*** Records for the exercise ***

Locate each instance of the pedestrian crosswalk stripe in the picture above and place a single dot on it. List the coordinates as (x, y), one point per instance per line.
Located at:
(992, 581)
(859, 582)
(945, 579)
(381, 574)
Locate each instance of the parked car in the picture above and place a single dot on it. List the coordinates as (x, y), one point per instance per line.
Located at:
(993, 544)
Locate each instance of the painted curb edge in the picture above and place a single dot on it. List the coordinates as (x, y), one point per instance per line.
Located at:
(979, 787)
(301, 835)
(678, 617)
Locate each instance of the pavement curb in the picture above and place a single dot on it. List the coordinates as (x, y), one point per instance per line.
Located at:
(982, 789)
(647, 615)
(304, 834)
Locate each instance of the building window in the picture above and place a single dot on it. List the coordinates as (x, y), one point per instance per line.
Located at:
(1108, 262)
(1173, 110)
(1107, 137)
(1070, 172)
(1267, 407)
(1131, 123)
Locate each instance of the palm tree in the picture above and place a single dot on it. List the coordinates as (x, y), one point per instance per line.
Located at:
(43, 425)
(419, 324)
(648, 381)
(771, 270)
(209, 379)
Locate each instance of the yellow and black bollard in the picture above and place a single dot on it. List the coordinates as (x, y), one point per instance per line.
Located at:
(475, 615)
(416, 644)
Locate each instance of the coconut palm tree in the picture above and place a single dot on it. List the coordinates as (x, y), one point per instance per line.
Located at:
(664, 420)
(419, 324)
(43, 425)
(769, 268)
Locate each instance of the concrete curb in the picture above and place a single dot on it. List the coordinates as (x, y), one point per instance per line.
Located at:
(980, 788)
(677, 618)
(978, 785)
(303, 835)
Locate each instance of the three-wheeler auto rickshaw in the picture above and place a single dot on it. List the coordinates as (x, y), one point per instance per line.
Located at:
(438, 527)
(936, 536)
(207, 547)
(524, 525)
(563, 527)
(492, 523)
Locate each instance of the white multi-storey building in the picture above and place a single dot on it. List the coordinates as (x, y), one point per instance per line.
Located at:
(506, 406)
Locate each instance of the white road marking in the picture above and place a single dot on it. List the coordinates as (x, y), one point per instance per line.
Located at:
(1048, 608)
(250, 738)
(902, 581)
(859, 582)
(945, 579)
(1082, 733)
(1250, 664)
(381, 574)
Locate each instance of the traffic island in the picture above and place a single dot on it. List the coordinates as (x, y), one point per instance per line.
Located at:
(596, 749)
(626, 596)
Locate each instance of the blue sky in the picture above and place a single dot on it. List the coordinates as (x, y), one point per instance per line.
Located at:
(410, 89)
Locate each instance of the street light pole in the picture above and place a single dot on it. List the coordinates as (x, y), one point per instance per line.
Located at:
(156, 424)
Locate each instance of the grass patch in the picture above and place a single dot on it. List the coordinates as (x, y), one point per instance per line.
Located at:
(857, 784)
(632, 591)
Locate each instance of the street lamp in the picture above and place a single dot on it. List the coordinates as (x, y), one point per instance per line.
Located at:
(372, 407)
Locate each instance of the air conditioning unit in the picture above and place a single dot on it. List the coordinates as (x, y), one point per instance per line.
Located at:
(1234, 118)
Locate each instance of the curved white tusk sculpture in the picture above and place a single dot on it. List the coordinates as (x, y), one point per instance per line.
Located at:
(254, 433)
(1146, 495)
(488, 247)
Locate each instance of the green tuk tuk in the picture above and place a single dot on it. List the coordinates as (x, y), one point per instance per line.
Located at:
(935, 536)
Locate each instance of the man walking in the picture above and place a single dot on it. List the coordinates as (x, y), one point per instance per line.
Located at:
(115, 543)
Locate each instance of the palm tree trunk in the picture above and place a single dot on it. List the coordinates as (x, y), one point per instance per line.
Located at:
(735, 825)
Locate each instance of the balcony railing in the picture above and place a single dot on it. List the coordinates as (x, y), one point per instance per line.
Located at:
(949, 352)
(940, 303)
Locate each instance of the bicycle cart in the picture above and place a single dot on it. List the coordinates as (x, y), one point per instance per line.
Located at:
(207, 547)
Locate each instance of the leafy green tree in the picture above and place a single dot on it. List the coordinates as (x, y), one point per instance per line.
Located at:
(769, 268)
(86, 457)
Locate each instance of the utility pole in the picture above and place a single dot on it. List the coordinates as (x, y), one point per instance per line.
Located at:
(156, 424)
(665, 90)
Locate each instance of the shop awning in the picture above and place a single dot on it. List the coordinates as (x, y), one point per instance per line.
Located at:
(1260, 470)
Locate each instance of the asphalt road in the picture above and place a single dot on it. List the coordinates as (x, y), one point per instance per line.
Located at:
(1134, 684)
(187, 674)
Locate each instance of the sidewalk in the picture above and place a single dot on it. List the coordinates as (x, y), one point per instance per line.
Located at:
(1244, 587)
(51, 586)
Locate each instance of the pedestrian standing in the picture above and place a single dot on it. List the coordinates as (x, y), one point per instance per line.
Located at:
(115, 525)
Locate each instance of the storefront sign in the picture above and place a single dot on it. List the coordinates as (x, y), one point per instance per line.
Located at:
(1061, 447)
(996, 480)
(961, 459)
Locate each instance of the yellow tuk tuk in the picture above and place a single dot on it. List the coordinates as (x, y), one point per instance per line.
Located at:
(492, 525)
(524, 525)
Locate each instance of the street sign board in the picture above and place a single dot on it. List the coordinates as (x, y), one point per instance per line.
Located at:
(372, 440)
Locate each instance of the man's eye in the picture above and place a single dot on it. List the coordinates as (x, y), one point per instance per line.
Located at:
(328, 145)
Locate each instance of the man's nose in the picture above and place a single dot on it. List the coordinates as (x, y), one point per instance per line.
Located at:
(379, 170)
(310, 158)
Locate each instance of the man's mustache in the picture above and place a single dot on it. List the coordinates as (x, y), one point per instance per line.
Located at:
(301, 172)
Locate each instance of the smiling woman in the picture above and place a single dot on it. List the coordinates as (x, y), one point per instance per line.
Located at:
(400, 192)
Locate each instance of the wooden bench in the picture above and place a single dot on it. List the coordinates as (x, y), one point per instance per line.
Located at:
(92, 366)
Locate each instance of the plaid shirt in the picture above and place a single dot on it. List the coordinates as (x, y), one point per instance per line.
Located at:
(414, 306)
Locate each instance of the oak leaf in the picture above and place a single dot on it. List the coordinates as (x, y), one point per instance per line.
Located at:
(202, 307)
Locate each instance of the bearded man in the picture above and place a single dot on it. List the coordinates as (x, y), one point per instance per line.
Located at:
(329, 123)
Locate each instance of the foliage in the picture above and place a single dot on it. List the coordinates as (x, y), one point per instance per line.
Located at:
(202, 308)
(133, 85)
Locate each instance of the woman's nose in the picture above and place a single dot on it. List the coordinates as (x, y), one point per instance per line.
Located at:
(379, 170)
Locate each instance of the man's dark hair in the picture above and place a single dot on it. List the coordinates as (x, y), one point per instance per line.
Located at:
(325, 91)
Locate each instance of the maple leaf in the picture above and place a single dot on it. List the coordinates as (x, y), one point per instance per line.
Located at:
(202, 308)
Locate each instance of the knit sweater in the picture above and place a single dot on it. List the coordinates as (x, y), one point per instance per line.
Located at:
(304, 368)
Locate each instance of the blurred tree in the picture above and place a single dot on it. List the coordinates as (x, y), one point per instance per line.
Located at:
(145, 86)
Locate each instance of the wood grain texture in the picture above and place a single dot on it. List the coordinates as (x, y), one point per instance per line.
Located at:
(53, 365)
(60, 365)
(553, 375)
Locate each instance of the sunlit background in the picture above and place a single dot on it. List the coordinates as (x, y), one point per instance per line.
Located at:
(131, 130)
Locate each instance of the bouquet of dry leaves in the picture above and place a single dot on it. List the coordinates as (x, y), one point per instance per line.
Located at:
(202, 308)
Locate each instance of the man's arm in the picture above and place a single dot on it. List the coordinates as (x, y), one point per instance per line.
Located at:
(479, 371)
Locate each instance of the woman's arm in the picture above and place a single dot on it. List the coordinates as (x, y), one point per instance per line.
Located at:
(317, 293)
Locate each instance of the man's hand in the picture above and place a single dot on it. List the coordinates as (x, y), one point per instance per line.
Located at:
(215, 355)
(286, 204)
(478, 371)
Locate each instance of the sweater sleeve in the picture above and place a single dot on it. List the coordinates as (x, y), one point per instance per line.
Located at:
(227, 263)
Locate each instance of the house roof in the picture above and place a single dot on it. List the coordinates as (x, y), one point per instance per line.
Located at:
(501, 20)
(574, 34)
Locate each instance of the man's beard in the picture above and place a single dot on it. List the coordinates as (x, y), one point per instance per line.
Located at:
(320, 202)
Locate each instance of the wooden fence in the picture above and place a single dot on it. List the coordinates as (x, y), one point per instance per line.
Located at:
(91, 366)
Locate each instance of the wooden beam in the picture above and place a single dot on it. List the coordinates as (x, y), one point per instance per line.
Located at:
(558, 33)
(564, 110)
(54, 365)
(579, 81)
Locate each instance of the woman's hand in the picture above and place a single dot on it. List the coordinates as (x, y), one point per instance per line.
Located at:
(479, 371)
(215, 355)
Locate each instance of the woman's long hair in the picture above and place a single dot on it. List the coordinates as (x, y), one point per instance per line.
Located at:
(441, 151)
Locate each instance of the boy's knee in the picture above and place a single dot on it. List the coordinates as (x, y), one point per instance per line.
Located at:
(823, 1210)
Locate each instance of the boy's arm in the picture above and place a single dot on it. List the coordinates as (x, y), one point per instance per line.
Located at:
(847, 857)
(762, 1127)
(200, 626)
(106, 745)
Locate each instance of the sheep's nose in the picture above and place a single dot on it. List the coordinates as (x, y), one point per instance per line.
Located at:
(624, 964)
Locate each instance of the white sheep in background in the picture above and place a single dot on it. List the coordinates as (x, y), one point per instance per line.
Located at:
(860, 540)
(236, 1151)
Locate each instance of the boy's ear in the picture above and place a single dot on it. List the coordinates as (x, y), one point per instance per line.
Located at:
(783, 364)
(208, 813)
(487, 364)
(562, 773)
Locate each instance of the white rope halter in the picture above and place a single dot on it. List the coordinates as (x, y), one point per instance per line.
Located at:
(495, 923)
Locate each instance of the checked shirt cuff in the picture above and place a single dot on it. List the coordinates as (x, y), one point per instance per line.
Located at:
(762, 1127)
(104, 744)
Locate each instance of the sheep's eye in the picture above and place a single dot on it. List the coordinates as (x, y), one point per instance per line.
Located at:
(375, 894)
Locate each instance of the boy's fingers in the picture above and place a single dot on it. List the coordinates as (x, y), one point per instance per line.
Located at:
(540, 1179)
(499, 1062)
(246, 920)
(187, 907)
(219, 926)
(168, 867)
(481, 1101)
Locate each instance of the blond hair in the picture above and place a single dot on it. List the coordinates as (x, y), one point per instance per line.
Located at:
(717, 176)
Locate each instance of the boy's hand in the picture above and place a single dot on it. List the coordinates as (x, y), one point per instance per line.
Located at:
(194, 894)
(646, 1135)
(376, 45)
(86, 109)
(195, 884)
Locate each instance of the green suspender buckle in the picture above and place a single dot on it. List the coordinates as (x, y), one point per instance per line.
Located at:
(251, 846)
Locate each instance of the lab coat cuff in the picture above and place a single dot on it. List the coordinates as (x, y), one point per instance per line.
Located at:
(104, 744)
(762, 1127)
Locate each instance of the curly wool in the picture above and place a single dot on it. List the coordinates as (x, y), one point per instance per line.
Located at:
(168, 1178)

***

In the listing above, find the line containing "Locate each instance of the boy's hand" and please quote exactly that line through the last one, and no other lines.

Locate each instance of the boy's hand in the picture above and place a single dot on it. List the coordinates as (x, y), one point per instance per line.
Located at:
(194, 894)
(646, 1135)
(376, 45)
(86, 109)
(195, 884)
Locate each instance of the green suspender buckle in the picture above and place a single dot on it. List the coordinates as (x, y), one point per instance per line.
Located at:
(251, 846)
Locate each instance of the lab coat cuff in the picture above and place a single dot on it. List the coordinates as (x, y), one point per instance per line.
Located at:
(104, 744)
(762, 1127)
Locate each instance of the curly wool in the picture above and place a single dot on it. List the coordinates as (x, y), one point per instance per line.
Located at:
(168, 1178)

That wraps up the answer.